**DATASET:**
....................

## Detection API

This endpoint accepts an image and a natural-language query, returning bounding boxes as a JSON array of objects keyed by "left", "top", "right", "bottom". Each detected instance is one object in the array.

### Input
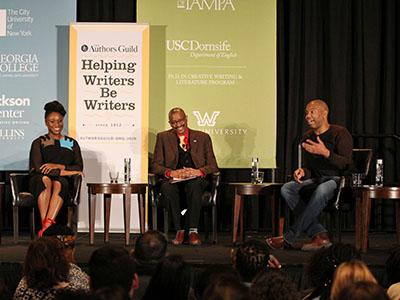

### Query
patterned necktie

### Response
[{"left": 179, "top": 135, "right": 187, "bottom": 151}]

....................

Copy all of the material above word for word, but leave out the picture.

**RESULT:**
## Detection API

This endpoint accepts an image and a natural-language query, returning bounding boxes as a JSON array of objects keyed by "left", "top", "right", "bottom". Each detected instance is one object in the array.

### Input

### Query
patterned necktie

### Response
[{"left": 179, "top": 135, "right": 187, "bottom": 151}]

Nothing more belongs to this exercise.